■ WRITTEN REQUEST A
According to the trade article, how many people endorsed the 2016 referendum on leaving the EU?
■ WRITTEN REQUEST B
Reproduce the trade article from "Moreover, she stated" to "a new agreement.", substituting "significant incentives" for "substantial incentives".

■ PASSAGE TO READ

“Britain is not independent to conclude a free trade agreement alone with Egypt or any other country now. We are in a transitional period in which we seek to provide guarantees to the countries cooperating with us, not to affect the bilateral trade after the exit from the EU,” said the UK’s Trade Commissioner for Africa, Emma Wade-Smith, to Daily News Egypt during the Business for Africa 2018 forum held in Sharm El Sheikh.
Smith said that Egypt and Britain began discussions on the fate of the relationship between the two countries after the completion of Brexit.
“During the current transition, our negotiations with Egypt focus on reaching a form that ensures the continuation of trade exchange with the advantages and incentives applied in the free trade agreement between the EU and Egypt,” she said.
According to the commissioner, “The discussions with the Egyptian government are aimed at drafting guarantees in a form that cannot be defined as an agreement, especially since the UK is still part of the EU until March next year and cannot formulate individual agreements.”
Britain announced in 2016 its withdrawal from the EU, after a referendum that was endorsed by 17.4 million people (52% of voters). The Brexit is set to take place in March 2019.
Britain is seeking an orderly exit from the EU, and the British Prime Minister Theresa May is currently undertaking several European rounds of negotiations to introduce amendments to the final agreement, expected to be presented to the British parliament next month for a vote.
Smith said that Britain is seeking to be an international free trade point, after becoming able to individually enter into commercial agreements for the first time since 1948.
Moreover, she stated that her government will provide substantial incentives to facilitate the trade and investment between Britain and Egypt without the need to write a new agreement.
Smith noted that the UK seeks to increase the volume and value of intra-regional trade and investment with Africa in the coming period, in the light of the UK’s new policies.
She highlighted her participation in the 2018 Africa Forum organised by Egypt in Sharm el-Sheikh, which reflects the UK’s commitment to a future presence in the continent of Africa, and not only a mere reflection of the British presence.

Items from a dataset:
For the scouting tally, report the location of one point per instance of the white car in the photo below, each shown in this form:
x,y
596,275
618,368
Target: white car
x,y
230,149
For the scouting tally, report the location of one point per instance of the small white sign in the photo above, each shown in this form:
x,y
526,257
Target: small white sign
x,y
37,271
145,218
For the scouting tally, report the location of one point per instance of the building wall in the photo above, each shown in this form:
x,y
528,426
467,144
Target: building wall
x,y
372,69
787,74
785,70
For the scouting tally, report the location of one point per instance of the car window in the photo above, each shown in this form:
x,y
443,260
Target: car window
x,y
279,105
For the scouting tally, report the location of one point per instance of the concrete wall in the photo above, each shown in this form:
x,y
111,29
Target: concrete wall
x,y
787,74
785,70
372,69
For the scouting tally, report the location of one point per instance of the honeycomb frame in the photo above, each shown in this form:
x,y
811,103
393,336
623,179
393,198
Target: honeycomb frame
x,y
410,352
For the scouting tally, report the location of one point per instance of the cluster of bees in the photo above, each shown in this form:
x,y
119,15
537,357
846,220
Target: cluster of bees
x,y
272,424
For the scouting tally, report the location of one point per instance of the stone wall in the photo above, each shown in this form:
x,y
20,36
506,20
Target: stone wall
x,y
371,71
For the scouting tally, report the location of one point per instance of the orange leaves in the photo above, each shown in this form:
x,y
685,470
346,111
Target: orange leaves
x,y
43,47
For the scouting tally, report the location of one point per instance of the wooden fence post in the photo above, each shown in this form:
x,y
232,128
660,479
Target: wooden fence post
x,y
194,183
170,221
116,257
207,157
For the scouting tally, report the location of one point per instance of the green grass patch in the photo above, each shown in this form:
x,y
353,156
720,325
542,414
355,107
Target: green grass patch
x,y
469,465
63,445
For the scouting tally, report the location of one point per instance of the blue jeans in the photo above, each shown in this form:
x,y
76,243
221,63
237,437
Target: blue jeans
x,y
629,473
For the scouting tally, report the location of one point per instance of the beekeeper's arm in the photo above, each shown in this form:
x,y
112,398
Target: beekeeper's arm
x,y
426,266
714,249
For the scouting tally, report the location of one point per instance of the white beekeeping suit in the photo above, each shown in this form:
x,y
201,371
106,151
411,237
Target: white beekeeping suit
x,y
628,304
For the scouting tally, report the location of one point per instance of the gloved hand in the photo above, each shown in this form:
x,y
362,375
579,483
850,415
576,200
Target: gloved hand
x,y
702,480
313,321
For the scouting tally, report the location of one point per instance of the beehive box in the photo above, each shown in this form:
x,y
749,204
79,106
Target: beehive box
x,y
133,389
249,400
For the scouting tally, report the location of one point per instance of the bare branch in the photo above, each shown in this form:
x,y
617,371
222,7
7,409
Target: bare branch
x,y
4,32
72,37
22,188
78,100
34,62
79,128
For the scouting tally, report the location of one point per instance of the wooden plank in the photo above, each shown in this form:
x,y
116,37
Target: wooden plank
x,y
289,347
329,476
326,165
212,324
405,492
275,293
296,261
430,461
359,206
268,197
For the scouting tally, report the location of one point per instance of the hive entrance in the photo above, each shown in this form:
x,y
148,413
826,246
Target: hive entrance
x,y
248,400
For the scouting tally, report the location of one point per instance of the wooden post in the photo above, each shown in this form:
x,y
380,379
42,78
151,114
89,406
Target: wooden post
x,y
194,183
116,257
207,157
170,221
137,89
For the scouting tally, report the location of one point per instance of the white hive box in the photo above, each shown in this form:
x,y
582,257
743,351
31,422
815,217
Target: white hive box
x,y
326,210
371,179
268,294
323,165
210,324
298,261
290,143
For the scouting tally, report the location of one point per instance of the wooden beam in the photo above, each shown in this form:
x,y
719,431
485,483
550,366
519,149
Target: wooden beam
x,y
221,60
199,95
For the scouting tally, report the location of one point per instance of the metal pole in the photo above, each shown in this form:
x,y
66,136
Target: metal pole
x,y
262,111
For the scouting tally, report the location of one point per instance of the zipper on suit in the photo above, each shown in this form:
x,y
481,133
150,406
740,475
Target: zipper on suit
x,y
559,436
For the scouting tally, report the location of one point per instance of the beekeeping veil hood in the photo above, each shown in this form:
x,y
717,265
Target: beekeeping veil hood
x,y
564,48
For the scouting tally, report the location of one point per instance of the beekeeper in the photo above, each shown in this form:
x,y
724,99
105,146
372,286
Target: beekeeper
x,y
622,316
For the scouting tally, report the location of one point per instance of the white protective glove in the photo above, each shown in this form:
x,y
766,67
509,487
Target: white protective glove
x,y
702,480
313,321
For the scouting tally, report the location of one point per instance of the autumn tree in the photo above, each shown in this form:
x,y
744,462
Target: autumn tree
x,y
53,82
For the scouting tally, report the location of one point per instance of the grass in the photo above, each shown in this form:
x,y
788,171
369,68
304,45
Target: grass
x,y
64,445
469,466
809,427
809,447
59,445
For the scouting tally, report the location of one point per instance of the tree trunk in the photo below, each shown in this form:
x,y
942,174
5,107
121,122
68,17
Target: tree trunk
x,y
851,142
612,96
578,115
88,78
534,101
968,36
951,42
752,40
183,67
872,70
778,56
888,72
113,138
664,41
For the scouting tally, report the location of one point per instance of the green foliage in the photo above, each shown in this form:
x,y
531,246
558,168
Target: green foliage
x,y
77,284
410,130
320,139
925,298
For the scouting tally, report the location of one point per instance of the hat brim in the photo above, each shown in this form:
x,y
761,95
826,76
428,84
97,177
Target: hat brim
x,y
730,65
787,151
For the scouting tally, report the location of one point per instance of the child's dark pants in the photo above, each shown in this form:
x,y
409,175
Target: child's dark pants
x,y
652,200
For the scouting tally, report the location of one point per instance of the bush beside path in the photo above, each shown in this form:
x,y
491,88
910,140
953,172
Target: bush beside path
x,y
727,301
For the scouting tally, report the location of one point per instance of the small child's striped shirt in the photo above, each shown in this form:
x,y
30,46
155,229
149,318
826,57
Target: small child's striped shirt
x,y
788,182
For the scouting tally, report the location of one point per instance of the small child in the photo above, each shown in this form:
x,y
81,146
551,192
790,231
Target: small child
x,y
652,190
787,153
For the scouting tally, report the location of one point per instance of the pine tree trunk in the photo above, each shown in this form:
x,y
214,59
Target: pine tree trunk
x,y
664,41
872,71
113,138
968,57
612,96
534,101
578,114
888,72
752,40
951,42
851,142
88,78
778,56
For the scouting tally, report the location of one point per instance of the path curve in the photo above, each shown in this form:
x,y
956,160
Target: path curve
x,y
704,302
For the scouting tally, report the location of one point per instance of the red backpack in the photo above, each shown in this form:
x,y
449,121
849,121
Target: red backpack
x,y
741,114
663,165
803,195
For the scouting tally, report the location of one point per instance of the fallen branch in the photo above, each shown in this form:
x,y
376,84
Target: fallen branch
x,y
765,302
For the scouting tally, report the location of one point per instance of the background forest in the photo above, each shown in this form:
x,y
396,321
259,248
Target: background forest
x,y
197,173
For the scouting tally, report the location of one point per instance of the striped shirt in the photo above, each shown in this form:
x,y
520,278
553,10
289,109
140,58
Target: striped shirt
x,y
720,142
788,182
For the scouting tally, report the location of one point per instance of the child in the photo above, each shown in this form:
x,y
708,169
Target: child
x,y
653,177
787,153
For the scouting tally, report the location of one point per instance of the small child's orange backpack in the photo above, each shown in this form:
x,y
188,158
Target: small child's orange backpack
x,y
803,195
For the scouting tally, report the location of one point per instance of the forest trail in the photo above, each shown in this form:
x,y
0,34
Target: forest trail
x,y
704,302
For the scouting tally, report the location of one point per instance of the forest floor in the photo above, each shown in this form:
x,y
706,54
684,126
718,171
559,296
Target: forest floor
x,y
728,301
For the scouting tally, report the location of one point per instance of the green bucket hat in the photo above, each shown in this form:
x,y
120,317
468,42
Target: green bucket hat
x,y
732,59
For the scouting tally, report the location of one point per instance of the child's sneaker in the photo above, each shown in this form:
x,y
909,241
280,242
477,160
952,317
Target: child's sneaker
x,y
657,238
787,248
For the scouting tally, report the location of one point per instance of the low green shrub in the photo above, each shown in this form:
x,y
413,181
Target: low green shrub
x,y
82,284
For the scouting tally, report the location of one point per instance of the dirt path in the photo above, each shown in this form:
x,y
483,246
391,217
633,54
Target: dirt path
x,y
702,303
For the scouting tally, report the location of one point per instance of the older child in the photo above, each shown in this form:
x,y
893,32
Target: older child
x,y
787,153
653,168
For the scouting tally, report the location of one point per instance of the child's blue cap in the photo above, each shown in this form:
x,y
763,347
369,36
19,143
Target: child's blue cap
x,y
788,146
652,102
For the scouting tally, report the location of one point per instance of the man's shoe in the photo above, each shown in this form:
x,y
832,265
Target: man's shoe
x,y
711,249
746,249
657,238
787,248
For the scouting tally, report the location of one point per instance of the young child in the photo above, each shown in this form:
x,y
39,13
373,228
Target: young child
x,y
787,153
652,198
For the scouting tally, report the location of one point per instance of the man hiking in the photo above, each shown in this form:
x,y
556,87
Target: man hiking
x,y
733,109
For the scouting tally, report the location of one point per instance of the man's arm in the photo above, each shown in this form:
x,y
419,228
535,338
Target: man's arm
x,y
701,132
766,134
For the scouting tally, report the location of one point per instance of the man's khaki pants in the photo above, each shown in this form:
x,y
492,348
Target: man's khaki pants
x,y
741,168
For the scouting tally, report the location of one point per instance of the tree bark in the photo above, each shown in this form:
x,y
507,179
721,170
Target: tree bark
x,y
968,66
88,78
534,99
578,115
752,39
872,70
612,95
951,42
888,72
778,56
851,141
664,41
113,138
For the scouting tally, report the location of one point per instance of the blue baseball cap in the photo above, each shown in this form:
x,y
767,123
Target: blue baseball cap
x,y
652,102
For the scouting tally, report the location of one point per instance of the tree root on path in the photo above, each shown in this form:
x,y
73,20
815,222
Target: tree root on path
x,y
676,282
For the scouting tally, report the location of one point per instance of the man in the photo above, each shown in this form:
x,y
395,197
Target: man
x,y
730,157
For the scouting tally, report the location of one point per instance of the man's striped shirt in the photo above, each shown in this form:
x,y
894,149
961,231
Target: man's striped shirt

■ EXPECTED ANSWER A
17.4 million people (52% of voters).

■ EXPECTED ANSWER B
Moreover, she stated that her government will provide significant incentives to facilitate the trade and investment between Britain and Egypt without the need to write a new agreement.